Objective: Only the lines from the one containing "the white cloud." through the end of the material are to be echoed, each exactly as it appears.

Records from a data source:
=-=-=

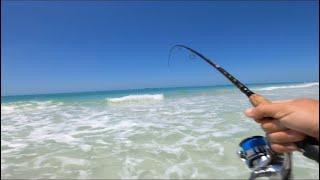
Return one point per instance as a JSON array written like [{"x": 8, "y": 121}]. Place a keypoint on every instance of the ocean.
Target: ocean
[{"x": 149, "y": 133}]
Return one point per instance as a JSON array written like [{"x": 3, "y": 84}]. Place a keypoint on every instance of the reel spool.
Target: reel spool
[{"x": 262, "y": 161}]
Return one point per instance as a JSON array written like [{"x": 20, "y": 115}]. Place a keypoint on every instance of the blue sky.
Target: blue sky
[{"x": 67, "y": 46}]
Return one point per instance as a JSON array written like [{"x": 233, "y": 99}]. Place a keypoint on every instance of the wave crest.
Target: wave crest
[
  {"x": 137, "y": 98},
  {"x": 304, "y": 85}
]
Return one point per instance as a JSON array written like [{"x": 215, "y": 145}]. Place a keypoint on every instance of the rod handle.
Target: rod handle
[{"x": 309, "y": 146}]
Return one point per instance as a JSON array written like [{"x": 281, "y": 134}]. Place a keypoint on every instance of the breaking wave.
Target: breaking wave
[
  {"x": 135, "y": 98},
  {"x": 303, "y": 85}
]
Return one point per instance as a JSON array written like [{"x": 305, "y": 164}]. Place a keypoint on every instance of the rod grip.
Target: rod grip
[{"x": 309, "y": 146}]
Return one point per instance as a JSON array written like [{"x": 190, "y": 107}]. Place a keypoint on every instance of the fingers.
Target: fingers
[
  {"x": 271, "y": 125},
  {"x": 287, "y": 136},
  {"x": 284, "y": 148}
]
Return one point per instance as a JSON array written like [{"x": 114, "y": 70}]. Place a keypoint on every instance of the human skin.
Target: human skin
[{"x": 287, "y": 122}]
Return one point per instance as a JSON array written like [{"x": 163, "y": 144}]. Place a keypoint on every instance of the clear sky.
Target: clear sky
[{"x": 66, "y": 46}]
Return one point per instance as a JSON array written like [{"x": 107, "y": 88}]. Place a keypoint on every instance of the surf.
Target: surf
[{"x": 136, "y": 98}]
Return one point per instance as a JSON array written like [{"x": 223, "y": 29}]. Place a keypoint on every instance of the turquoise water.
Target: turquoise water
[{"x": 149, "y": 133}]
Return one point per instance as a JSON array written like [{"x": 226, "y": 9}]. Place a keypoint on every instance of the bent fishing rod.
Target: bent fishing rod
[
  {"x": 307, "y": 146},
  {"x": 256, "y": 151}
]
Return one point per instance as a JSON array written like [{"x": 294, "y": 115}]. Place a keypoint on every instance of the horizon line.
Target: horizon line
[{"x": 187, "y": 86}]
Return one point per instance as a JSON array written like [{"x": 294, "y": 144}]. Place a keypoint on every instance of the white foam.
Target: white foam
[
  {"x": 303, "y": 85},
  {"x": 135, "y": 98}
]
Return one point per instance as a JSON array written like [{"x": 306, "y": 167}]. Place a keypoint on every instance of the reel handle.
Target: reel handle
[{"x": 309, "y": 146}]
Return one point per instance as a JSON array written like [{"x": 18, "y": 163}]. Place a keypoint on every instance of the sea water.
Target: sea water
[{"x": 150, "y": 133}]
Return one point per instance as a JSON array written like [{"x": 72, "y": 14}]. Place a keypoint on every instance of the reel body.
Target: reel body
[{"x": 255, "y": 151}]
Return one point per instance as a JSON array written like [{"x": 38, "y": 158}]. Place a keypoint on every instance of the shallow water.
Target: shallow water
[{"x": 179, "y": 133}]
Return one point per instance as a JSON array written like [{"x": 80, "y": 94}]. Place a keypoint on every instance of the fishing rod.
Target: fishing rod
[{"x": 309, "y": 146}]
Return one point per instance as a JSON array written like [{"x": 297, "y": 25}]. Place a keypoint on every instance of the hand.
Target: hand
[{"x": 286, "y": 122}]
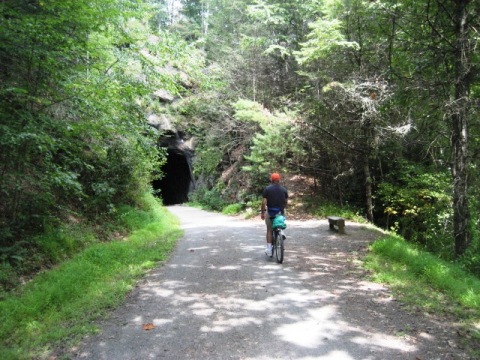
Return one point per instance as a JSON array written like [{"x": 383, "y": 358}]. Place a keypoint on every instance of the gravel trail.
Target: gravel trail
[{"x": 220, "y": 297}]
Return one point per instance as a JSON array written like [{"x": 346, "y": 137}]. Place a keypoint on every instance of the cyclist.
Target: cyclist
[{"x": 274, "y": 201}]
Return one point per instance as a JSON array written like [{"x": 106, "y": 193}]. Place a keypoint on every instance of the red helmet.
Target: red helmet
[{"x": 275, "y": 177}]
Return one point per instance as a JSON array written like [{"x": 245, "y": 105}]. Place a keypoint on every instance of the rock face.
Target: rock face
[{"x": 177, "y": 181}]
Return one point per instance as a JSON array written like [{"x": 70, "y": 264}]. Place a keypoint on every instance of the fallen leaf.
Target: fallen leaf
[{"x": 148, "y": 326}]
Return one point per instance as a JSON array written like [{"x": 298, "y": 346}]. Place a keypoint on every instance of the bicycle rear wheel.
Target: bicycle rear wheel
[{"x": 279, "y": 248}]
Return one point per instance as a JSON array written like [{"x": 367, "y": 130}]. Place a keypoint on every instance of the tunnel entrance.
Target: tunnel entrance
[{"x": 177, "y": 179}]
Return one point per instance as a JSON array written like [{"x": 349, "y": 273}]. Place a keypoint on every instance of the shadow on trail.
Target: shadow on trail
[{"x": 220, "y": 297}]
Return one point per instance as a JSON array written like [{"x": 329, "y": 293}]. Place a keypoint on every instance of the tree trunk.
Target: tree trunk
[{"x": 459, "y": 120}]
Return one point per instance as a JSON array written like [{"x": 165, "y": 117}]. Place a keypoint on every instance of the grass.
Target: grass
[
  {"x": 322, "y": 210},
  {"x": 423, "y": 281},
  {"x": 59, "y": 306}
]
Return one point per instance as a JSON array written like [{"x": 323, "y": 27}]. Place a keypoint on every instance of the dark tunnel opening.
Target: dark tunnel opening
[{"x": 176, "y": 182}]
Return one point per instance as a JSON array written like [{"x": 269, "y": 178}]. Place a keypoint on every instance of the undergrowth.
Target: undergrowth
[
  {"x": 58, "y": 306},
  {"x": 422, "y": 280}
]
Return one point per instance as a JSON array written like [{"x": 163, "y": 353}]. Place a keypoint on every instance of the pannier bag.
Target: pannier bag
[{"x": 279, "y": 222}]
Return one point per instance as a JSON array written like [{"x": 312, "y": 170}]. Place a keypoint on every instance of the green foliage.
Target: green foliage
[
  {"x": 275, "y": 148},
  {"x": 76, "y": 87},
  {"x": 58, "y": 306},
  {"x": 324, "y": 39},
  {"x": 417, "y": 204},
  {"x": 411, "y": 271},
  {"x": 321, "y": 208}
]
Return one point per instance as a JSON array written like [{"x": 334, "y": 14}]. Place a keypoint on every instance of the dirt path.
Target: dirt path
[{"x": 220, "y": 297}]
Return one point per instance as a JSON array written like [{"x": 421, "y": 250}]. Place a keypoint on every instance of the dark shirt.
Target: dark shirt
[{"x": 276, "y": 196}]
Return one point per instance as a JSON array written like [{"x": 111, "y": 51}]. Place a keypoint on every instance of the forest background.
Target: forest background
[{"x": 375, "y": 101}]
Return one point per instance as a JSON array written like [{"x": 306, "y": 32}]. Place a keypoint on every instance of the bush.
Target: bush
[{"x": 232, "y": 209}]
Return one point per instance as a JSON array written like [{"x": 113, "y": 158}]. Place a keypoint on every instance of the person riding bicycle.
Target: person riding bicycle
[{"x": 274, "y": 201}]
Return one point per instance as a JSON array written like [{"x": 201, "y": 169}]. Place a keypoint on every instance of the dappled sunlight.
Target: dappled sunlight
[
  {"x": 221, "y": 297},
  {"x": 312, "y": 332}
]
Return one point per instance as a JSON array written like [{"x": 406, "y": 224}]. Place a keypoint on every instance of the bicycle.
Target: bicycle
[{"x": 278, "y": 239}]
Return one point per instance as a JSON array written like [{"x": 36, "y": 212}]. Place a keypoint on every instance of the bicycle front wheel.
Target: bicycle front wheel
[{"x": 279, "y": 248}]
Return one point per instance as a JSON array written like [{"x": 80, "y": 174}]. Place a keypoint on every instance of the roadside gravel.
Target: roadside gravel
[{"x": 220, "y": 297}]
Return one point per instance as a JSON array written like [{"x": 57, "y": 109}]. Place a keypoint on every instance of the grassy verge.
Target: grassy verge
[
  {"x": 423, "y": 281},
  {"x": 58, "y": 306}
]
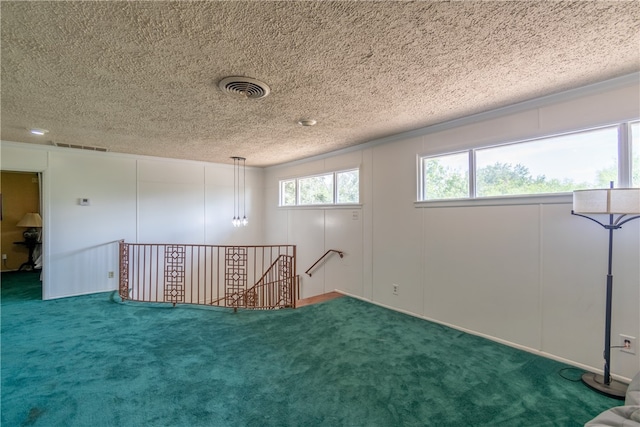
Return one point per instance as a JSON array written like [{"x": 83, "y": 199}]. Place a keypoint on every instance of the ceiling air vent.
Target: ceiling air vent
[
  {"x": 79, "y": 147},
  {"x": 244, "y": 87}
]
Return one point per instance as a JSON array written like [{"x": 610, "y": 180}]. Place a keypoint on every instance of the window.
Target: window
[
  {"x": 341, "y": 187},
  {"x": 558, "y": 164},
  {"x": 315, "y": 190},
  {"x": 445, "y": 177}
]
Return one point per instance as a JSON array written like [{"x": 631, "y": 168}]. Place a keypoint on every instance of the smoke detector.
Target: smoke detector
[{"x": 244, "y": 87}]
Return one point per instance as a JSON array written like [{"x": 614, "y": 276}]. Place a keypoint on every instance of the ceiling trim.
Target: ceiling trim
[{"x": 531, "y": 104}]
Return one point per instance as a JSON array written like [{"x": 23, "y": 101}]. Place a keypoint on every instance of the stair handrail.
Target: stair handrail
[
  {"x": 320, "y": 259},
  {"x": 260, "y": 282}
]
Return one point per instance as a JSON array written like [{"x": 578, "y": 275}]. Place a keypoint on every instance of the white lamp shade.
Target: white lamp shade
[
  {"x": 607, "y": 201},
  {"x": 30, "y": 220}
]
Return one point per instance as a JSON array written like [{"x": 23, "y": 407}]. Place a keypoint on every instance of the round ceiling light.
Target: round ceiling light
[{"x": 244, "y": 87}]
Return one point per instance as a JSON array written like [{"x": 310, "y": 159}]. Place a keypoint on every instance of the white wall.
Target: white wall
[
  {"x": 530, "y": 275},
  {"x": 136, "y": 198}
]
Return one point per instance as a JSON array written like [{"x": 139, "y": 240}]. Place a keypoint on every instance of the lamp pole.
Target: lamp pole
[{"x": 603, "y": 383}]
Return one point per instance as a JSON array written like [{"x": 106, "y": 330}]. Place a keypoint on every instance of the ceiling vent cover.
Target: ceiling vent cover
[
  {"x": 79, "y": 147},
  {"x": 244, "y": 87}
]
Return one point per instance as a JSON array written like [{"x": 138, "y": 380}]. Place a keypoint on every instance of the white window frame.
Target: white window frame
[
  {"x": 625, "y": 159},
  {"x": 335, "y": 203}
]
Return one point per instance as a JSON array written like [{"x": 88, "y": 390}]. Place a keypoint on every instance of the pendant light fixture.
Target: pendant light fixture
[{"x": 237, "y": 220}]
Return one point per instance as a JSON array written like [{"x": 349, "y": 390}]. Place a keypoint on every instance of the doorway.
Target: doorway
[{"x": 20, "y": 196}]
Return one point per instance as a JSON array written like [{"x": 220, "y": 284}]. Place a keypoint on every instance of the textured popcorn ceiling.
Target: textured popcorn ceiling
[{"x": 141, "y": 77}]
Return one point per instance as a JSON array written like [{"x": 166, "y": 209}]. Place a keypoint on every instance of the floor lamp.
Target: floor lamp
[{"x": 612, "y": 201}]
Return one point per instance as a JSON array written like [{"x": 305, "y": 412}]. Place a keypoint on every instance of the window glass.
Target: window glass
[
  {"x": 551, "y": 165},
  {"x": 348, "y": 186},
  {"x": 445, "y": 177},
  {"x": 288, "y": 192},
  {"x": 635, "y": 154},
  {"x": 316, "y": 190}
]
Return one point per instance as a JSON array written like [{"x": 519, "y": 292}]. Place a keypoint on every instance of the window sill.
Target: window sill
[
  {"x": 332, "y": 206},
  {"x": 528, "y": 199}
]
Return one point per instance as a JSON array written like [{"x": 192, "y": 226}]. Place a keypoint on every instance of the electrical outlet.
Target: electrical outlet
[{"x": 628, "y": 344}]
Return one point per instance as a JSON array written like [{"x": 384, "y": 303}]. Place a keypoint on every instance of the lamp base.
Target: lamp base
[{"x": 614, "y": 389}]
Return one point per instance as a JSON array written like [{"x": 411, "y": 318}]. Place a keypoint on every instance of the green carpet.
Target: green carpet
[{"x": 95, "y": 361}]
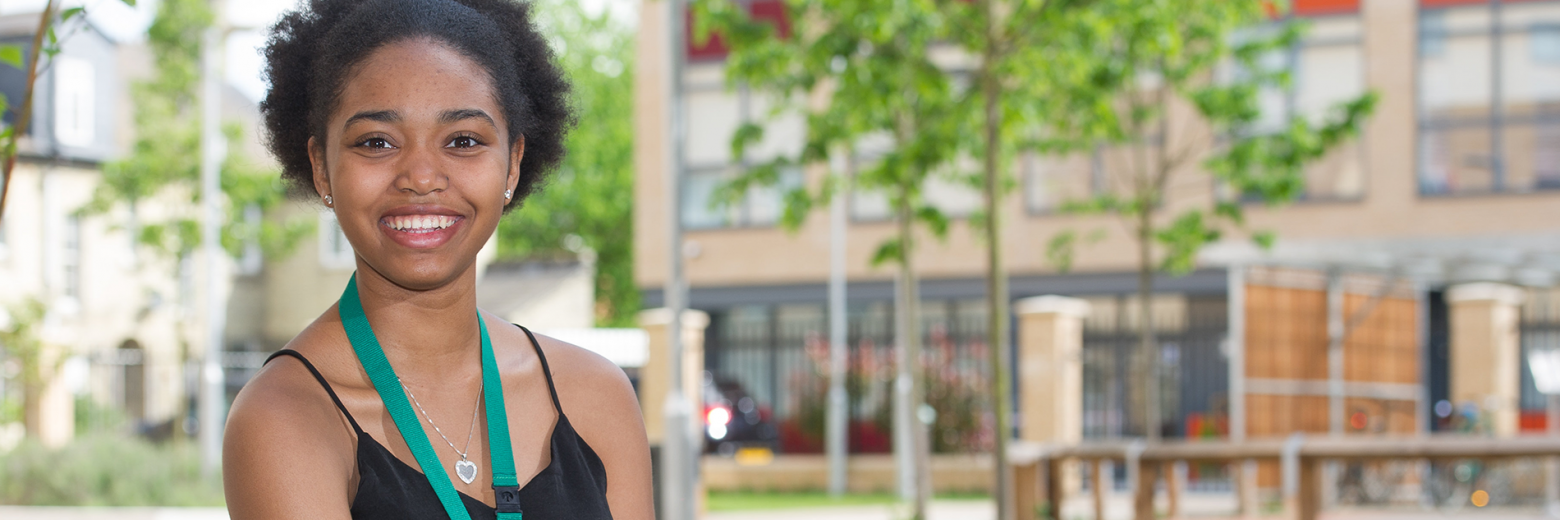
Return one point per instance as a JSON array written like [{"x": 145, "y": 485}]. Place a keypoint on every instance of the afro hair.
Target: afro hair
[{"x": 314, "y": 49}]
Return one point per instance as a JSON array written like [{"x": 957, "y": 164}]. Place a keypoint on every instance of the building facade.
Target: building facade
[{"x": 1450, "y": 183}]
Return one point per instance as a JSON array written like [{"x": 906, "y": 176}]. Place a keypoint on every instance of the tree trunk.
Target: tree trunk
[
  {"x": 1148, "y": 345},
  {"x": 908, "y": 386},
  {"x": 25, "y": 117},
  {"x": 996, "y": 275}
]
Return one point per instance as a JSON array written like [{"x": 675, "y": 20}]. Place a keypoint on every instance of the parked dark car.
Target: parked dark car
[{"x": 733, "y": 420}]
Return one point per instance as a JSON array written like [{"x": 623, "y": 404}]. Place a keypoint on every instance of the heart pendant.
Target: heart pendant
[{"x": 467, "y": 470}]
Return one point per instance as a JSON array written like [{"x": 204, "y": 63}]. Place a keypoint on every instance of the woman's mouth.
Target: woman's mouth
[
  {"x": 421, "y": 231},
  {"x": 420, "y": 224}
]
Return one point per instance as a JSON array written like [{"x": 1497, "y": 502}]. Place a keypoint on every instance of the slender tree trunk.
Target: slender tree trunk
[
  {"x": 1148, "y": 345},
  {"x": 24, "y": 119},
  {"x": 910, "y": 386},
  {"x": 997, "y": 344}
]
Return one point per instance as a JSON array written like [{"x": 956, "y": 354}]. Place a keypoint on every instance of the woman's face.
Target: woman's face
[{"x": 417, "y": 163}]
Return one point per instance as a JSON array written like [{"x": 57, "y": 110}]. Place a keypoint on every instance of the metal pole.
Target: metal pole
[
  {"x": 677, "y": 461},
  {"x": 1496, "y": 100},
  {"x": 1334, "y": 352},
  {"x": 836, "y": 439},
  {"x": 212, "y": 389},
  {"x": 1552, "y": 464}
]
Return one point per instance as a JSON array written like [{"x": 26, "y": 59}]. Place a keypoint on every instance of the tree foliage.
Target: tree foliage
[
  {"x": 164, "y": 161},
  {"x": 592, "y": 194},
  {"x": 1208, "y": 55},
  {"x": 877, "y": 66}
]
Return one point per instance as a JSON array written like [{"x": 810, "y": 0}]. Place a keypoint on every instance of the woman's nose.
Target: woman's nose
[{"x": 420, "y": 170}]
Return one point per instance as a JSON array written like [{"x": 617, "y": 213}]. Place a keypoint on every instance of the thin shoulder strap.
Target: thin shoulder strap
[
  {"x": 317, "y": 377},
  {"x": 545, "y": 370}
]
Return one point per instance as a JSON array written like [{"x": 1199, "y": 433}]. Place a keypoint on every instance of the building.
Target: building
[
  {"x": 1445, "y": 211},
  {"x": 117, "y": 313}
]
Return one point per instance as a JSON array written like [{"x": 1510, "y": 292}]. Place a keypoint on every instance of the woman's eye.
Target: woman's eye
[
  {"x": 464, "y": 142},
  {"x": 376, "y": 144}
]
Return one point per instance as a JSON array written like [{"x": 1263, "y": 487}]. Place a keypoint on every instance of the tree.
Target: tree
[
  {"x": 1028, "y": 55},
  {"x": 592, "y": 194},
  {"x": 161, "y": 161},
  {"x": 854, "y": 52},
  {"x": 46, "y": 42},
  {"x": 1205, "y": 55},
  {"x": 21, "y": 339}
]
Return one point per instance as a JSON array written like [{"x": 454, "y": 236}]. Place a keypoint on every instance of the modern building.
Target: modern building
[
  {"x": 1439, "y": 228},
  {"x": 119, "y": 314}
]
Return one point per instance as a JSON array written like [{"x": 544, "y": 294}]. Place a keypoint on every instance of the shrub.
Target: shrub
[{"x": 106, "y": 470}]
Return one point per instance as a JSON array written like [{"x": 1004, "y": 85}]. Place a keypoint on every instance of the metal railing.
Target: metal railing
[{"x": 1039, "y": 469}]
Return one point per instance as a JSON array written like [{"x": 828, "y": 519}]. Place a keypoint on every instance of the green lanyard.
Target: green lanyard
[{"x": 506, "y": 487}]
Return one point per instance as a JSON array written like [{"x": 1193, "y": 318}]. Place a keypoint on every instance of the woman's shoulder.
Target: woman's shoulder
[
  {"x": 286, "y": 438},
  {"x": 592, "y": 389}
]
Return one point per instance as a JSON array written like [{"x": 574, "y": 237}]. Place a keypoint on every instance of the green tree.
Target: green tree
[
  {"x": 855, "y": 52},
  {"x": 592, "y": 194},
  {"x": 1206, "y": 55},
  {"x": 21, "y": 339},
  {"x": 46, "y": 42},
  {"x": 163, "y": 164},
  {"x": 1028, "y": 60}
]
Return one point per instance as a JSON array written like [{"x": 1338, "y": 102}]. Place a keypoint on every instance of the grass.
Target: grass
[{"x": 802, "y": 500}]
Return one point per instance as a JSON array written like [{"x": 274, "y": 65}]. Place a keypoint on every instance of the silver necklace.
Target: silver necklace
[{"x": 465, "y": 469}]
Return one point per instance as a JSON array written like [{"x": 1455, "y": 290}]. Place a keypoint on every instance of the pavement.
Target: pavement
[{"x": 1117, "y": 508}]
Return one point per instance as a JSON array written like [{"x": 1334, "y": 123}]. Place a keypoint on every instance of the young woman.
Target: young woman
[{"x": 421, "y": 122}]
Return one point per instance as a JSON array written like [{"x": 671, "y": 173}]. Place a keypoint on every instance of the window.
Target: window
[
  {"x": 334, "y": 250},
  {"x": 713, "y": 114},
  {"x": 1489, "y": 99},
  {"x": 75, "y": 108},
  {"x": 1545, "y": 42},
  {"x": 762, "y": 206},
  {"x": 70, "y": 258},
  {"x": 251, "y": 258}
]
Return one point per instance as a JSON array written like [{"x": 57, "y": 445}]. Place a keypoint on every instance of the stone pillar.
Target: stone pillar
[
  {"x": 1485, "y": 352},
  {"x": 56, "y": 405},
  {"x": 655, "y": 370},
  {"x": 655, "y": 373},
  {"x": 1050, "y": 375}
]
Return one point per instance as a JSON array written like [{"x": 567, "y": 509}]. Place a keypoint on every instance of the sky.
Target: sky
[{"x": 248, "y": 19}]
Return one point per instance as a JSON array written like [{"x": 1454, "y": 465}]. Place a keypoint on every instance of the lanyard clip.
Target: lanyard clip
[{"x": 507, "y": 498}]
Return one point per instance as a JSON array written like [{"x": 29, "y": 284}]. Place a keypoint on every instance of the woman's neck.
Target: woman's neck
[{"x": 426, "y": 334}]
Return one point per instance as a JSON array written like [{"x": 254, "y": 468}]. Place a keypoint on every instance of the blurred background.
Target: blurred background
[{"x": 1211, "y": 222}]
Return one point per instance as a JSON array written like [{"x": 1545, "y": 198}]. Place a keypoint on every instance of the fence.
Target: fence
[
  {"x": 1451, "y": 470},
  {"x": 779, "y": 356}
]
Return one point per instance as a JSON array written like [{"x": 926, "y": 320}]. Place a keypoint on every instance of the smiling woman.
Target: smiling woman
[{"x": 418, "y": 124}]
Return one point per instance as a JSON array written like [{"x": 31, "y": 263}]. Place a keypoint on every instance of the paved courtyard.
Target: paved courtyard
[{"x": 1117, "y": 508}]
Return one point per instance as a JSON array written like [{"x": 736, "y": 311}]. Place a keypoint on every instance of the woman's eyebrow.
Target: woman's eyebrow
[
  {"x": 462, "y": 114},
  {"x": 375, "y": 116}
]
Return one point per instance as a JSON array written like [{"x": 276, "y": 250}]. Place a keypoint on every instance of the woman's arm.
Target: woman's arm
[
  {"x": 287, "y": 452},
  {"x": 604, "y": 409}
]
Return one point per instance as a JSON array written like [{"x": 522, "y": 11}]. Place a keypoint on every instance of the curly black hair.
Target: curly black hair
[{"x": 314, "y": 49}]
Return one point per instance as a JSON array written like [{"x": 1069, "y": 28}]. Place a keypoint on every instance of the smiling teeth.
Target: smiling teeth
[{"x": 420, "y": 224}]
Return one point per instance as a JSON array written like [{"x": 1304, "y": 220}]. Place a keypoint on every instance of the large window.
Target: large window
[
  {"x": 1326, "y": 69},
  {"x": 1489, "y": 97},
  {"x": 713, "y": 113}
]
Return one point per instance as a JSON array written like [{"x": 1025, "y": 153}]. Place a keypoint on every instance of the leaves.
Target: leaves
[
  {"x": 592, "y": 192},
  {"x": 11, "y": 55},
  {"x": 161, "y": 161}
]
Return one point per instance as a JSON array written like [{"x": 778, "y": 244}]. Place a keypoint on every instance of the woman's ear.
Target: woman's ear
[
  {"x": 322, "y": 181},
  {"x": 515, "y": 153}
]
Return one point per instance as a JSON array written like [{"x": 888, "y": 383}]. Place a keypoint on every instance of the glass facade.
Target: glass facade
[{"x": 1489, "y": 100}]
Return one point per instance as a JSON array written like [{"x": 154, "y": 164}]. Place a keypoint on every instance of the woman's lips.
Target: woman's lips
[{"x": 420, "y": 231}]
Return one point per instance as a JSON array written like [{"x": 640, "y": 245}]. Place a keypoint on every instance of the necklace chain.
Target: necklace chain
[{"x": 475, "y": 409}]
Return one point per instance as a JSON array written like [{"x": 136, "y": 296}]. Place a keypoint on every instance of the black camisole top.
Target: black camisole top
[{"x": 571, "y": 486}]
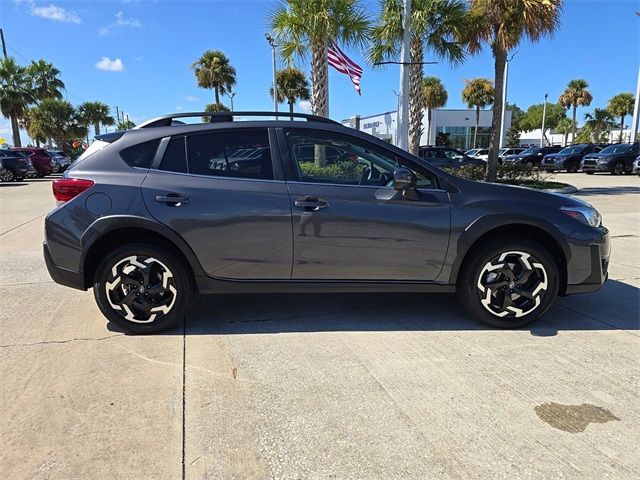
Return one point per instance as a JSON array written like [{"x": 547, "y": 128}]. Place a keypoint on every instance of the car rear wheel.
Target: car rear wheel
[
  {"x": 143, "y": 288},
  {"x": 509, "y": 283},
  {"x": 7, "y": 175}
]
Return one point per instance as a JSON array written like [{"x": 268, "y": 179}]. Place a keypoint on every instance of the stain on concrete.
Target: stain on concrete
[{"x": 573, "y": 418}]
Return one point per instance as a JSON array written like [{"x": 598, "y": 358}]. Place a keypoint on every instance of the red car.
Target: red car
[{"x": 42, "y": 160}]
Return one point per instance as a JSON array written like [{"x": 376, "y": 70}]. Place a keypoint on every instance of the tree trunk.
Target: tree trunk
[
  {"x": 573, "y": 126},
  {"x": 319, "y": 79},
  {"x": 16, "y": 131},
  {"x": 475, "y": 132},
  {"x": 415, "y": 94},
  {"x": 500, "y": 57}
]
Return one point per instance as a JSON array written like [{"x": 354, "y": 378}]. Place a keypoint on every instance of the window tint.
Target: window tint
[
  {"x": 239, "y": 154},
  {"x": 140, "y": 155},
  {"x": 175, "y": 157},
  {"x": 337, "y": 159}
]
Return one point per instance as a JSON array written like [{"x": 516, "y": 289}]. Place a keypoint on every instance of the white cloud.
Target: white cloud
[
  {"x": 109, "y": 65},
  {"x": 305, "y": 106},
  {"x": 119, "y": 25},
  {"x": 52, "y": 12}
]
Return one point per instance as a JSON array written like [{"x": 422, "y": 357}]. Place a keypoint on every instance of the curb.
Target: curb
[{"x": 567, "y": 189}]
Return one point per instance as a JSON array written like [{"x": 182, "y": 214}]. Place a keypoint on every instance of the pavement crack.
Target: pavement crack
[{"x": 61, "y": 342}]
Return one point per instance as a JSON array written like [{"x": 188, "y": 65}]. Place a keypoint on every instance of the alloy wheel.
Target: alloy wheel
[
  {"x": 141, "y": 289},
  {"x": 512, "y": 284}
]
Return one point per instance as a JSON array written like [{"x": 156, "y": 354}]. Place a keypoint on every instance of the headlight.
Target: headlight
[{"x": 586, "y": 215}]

=-=-=

Result of the exercise:
Return one point per instance as a JSON array written like [{"x": 516, "y": 289}]. Place a keypoint on every instance of the white cloud.
Target: white cloud
[
  {"x": 109, "y": 65},
  {"x": 305, "y": 106},
  {"x": 119, "y": 25},
  {"x": 52, "y": 12}
]
Return one point per instance as a JSON array written like [{"x": 422, "y": 357}]. Place a keypoint on every instance of the curb.
Target: curb
[{"x": 567, "y": 189}]
Return one point per instance as a JSON array written like [{"x": 182, "y": 214}]. Place a keypoint on every instance of the pavement crack.
Target: pavement crack
[{"x": 61, "y": 342}]
Return one point per instance as a JSON array written like [{"x": 188, "y": 65}]. Place a keypoint on every instance of the alloy wheel.
Target: alloy wheel
[
  {"x": 141, "y": 289},
  {"x": 512, "y": 284}
]
Return one point per instance as a JSON array written like [{"x": 156, "y": 354}]. Place a keypoint on every instance of the headlight.
Target: headlight
[{"x": 586, "y": 215}]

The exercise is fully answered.